◆ Task brief ◆
Put every line of the records below into a numbered list, leaving out any blank lines.

START Extracted data

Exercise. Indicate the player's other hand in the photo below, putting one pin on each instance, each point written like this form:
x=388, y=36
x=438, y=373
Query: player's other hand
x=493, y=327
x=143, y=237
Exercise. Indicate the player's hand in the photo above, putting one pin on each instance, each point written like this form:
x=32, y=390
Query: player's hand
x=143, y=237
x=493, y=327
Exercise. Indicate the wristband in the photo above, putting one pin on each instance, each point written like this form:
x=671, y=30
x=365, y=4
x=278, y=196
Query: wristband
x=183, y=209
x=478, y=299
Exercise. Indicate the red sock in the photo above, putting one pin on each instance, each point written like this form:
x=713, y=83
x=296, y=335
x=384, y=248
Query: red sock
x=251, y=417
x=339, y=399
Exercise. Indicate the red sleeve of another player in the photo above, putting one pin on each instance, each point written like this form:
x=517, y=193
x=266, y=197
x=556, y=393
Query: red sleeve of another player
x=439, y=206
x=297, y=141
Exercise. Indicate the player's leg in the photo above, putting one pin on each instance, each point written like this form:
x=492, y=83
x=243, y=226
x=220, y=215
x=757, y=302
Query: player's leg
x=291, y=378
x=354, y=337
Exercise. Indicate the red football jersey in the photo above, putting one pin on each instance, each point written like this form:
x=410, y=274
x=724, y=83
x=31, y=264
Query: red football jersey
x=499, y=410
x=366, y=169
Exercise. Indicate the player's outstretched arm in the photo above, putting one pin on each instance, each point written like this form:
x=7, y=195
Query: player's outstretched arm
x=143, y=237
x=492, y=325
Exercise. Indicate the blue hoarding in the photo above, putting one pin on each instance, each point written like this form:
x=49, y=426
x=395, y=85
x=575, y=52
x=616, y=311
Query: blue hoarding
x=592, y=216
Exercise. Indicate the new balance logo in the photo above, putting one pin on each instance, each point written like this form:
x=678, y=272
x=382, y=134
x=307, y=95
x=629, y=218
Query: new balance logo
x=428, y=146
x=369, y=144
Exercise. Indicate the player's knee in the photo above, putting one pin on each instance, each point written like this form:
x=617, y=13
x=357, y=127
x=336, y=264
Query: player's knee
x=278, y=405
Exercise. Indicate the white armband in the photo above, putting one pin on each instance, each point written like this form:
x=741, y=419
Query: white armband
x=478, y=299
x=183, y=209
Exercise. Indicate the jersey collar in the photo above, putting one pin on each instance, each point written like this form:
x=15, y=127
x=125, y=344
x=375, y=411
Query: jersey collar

END Extracted data

◆ Result for this exercise ◆
1. Exercise. Indicate the player's other hand in the photo below, putting one pin on each instance, each point written like this form:
2. x=388, y=36
3. x=438, y=373
4. Query: player's other hand
5. x=493, y=327
6. x=143, y=237
7. Exercise. Indicate the player's hand in the photo above, putting one pin on each instance, each point written like this form:
8. x=32, y=390
9. Query: player's hand
10. x=143, y=237
11. x=493, y=327
12. Exercise. Indicate the wristband in the photo above, putting one pin on each instance, each point written like this form:
13. x=671, y=30
14. x=365, y=4
15. x=278, y=196
16. Query: wristband
17. x=183, y=209
18. x=478, y=299
19. Exercise. Indicate the red sock in the photo above, putting one pin on each instance, each point written like this form:
20. x=713, y=83
21. x=296, y=335
22. x=384, y=248
23. Query: red sock
24. x=251, y=417
25. x=339, y=399
26. Exercise. Indicate the red sleeve of another player in the photo above, putting one pin on each instance, each point written like this form:
27. x=517, y=193
28. x=266, y=197
29. x=556, y=393
30. Query: red sleeve of another player
31. x=439, y=206
32. x=297, y=141
33. Exercise. Indicate the player's leg in the photo above, putting one pin on each instance, each point written like this form:
34. x=492, y=83
35. x=243, y=226
36. x=220, y=215
37. x=757, y=302
38. Query: player's leg
39. x=291, y=378
40. x=354, y=337
41. Exercise. Indicate the red football jersey in the photo above, putting one pin on each instance, each point written like this form:
42. x=410, y=274
43. x=724, y=83
44. x=31, y=264
45. Query: red football jersey
46. x=499, y=410
47. x=366, y=169
48. Exercise. Indicate the player's outstretched arm in the photo above, putting one pin on each instance, each point written like this form:
49. x=7, y=195
50. Query: player's outstretched arm
51. x=143, y=237
52. x=492, y=325
53. Exercise. Indicate the blue hoarding in the photo above, putting one pin on each instance, each point written like this form:
54. x=49, y=426
55. x=395, y=85
56. x=575, y=52
57. x=616, y=311
58. Query: blue hoarding
59. x=592, y=216
60. Exercise. Indicate the new balance logo in the photo above, putting one pin on each instance, each point written like this form:
61. x=678, y=272
62. x=382, y=134
63. x=307, y=95
64. x=629, y=218
65. Query: new balance logo
66. x=428, y=146
67. x=369, y=144
68. Exercise. Indicate the player's knee in the photo above, putting one pin on each instance, each point written like this form:
69. x=617, y=13
70. x=357, y=127
71. x=336, y=264
72. Query: player's knee
73. x=278, y=405
74. Exercise. Indicate the white armband in the photo above, putting one pin on each instance, each point written like this form:
75. x=741, y=419
76. Query: white armband
77. x=478, y=299
78. x=183, y=209
79. Exercise. Indicate the jersey collar in the photo above, putting one pin on each instance, each point written like this form:
80. x=15, y=127
81. x=125, y=344
82. x=375, y=411
83. Query: jersey collar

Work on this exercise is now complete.